GOAL: Turn these lines into a JSON list of strings, one string per line, with blank lines dropped. Keep the pictures out of the answer.

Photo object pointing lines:
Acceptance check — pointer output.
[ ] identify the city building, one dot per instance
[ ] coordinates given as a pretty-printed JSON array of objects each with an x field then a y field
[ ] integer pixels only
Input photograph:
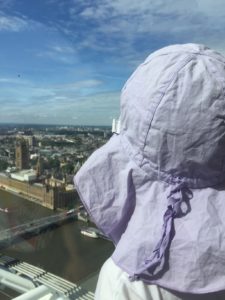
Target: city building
[{"x": 22, "y": 155}]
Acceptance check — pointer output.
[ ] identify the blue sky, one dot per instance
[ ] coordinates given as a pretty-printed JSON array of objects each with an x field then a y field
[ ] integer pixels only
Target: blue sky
[{"x": 65, "y": 61}]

FINAL ANSWER:
[
  "Acceptance check — pointer output.",
  "[ ] identify the city building, one dot per instance",
  "[ ] coordinates given as a pretty-printed JSON array of objects each with an x field then a y field",
  "[ ] integer pixels only",
  "Input photograph:",
  "Target: city building",
  "[{\"x\": 22, \"y\": 155}]",
  "Acceptance check — pointer output.",
  "[ ] identify the blue sky, one dot per instance",
  "[ ] coordinates given as a pretty-printed JSON array of objects each with an x field then a y field",
  "[ ] integer pixels only",
  "Target: blue sky",
  "[{\"x\": 65, \"y\": 61}]"
]